### [Provided data]

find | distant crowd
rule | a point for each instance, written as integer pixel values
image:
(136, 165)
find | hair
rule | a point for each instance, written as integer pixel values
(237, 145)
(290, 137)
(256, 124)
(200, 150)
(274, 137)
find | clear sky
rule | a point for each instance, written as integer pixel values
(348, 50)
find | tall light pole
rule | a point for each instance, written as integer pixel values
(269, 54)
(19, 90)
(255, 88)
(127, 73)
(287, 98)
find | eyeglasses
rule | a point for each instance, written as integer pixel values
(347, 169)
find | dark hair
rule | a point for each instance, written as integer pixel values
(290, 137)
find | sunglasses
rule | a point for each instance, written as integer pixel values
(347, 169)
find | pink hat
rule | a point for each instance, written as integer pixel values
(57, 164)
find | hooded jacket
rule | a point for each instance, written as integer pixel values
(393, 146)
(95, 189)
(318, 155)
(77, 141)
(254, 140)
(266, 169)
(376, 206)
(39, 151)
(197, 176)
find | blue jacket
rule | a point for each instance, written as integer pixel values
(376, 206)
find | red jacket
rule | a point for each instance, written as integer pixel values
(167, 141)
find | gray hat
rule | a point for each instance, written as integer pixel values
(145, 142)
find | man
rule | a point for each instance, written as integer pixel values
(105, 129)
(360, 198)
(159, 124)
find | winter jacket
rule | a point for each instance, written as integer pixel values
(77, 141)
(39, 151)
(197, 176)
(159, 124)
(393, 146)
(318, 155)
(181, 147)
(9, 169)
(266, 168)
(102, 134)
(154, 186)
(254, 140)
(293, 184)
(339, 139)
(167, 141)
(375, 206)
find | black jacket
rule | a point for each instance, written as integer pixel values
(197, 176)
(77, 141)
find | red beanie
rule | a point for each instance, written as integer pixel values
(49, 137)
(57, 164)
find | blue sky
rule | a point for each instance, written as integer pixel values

### [Aim]
Rewrite every line of the records above as a single numbered list, leaving out any blank lines.

### [Task answer]
1. find | distant crowd
2. rule | a point for each instance, written as integer pixel values
3. image:
4. (136, 165)
5. find | hair
6. rule | a point for each instance, written as integer pixel values
7. (237, 145)
8. (290, 137)
9. (256, 124)
10. (200, 150)
11. (274, 137)
12. find | clear sky
13. rule | a point for each instance, written as integer pixel values
14. (348, 50)
15. find | tall light pole
16. rule | a point for each instance, written as integer pixel values
17. (269, 54)
18. (19, 90)
19. (255, 88)
20. (127, 73)
21. (287, 98)
22. find | eyeglasses
23. rule | a point for each instance, written as integer pixel values
24. (347, 169)
25. find | dark hair
26. rule | a point for each instance, written as integer pixel values
27. (290, 137)
28. find | sunglasses
29. rule | a point for each instance, written as integer pixel values
30. (347, 169)
31. find | pink hat
32. rule | a point for each instance, written as integer pixel values
33. (57, 164)
34. find | hooded jacket
35. rule | a point for each instance, written as integer pixel values
36. (393, 146)
37. (95, 189)
38. (318, 155)
39. (77, 141)
40. (254, 140)
41. (266, 169)
42. (376, 206)
43. (39, 151)
44. (197, 176)
45. find | blue jacket
46. rule | a point for each instance, written as integer pixel values
47. (376, 206)
48. find | red jacket
49. rule | a point for each instance, written as integer pixel values
50. (167, 141)
51. find | gray hat
52. rule | a point for each instance, written as integer pixel values
53. (145, 142)
54. find | man
55. rule | a point for each instance, written as integer pixel values
56. (105, 129)
57. (360, 198)
58. (159, 124)
59. find | winter jacket
60. rule | a point for each instance, written as integer pixel values
61. (77, 141)
62. (39, 151)
63. (197, 176)
64. (159, 124)
65. (393, 146)
66. (318, 155)
67. (181, 147)
68. (9, 169)
69. (266, 168)
70. (102, 134)
71. (154, 186)
72. (254, 140)
73. (293, 184)
74. (339, 139)
75. (167, 141)
76. (375, 206)
77. find | black jacket
78. rule | a point for each instance, written as integer pixel values
79. (197, 176)
80. (77, 141)
81. find | red beanie
82. rule | a point for each instance, written as integer pixel values
83. (49, 137)
84. (57, 164)
85. find | blue sky
86. rule | a point for each instance, written as integer pixel values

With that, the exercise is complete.